Prompt:
After locating "Need: a dot for each instance, one per instance, like (197,130)." in the listing below, copy that line and each one after it exactly, ending with the line that has "Target: nose cone".

Data to examine:
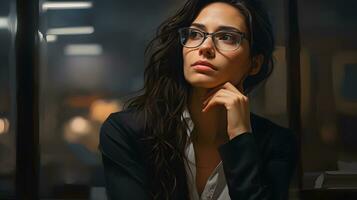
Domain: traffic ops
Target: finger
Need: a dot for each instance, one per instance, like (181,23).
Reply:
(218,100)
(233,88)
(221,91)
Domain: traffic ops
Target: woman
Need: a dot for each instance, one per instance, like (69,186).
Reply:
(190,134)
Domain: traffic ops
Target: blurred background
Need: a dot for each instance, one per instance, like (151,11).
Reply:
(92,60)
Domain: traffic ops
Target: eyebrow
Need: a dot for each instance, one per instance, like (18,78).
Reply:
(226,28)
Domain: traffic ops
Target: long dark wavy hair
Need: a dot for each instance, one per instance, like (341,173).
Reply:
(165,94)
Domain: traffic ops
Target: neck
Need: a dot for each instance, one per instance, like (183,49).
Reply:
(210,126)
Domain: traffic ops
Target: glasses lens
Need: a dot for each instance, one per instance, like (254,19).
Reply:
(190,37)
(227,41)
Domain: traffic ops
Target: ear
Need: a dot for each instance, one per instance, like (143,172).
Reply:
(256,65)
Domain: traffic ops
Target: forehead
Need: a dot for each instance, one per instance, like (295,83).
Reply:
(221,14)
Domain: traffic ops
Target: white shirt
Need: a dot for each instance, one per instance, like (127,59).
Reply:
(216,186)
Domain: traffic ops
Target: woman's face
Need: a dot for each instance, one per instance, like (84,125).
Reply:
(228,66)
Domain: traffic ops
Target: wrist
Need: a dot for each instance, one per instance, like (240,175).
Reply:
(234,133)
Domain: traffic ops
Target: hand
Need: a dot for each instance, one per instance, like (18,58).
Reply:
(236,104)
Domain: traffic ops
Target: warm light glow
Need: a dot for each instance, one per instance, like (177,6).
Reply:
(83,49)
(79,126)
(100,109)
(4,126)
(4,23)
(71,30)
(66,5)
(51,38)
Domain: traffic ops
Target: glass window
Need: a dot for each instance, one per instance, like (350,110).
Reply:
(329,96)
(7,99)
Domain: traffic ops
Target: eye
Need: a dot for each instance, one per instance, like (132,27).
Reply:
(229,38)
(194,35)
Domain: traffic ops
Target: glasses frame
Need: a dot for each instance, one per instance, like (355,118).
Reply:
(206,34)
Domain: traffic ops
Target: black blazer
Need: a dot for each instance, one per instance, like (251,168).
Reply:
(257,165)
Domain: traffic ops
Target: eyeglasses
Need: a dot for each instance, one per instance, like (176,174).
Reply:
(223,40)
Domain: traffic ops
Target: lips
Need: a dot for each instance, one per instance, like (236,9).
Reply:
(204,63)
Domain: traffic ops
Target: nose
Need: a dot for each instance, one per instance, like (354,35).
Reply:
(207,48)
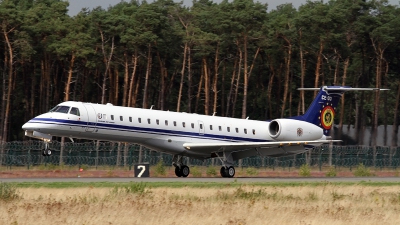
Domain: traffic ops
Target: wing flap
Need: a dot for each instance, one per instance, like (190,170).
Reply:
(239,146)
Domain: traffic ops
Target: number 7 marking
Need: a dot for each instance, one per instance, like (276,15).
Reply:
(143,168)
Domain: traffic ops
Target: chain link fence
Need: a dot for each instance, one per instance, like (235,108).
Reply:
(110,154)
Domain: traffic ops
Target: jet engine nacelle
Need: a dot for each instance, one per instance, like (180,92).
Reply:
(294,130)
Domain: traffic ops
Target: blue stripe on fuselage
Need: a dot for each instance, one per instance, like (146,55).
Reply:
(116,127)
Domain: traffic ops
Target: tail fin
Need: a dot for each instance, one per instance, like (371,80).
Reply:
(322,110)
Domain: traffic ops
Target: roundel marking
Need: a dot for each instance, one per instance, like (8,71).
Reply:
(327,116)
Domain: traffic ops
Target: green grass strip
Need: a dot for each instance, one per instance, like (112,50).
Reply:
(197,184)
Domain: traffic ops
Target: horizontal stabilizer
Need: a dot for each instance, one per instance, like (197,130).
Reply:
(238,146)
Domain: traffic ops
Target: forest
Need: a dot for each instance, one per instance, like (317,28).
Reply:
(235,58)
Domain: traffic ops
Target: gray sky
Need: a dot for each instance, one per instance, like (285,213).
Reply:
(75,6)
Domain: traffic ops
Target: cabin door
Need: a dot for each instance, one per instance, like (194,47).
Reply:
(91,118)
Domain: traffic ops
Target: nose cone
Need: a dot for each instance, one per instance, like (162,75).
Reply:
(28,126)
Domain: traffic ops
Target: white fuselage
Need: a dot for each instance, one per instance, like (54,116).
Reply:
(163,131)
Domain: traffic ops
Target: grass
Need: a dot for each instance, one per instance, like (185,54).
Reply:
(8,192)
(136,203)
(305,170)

* * *

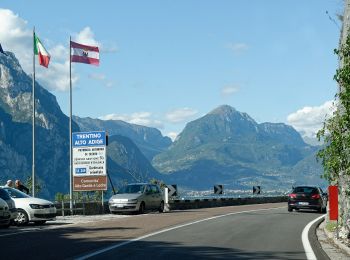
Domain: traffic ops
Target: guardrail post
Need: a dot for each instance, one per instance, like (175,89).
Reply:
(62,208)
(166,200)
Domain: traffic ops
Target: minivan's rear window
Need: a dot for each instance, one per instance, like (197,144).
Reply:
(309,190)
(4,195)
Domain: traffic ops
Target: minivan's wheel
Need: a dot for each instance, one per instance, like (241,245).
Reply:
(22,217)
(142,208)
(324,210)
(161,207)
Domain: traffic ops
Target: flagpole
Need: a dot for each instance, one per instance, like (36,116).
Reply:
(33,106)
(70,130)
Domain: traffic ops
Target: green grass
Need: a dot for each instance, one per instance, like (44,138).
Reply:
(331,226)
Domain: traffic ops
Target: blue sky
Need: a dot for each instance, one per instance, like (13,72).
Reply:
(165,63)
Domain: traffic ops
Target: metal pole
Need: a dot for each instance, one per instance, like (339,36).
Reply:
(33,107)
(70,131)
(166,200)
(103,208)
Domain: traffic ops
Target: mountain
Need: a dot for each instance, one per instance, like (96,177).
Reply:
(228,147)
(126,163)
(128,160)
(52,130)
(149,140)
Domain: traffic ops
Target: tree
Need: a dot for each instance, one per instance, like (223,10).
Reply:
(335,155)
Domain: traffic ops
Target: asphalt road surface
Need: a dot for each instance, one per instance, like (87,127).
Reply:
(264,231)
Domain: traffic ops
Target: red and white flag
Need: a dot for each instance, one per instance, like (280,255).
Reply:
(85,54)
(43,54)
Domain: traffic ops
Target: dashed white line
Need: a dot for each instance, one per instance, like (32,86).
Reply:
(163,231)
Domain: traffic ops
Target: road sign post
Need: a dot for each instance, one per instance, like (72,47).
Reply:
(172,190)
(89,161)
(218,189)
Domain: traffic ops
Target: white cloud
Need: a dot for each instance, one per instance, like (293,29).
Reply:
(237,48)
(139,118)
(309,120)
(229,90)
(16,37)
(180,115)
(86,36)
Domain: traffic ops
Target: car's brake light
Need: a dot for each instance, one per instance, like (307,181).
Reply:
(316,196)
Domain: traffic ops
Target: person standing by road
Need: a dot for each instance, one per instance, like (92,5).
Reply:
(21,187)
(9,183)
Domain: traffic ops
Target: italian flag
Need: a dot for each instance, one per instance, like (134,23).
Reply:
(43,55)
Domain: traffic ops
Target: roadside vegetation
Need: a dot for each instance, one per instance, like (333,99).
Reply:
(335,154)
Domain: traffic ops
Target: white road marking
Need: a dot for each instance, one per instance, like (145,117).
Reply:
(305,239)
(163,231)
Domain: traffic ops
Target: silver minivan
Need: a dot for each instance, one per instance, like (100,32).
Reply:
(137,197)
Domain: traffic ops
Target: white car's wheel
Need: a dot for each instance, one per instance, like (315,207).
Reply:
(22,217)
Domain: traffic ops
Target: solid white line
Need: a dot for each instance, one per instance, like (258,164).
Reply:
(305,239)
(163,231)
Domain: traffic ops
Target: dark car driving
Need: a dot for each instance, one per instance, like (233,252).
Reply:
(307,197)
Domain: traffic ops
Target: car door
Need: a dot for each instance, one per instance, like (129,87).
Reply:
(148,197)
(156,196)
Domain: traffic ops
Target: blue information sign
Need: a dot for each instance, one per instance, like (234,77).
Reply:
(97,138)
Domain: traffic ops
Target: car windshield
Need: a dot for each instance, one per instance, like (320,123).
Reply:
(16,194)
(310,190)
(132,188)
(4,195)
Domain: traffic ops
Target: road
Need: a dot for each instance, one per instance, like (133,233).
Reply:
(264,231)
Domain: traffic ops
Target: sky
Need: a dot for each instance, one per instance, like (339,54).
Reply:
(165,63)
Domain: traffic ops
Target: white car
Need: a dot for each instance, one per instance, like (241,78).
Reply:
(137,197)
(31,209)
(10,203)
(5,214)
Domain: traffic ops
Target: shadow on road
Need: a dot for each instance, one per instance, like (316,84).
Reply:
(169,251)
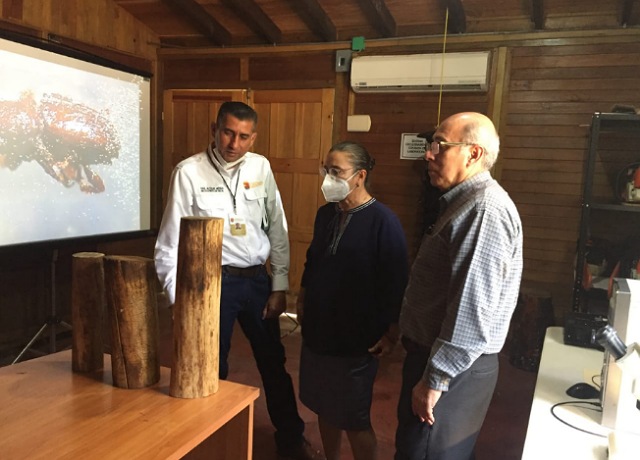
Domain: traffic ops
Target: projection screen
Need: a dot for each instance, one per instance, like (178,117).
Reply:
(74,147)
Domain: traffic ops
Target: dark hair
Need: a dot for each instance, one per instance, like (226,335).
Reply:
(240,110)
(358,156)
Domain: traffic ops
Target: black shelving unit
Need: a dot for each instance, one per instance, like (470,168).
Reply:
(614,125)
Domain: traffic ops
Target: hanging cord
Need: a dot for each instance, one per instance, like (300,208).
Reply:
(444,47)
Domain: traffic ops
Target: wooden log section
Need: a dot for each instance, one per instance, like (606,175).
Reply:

Exercise solution:
Need: a dot for each instance, one per instance, like (197,130).
Reply:
(238,146)
Domain: traffic ops
Target: forest
Need: a dot for each instance, one per instance, like (317,28).
Reply:
(235,58)
Domain: traffic ops
Target: gray sky
Need: a dot for each instance, one per instance, like (285,213).
Reply:
(75,6)
Domain: traffic ops
Target: cabin door
Need: a dot for each instance, one per instance, like (194,47).
Reply:
(91,118)
Domain: traffic ops
Target: nose cone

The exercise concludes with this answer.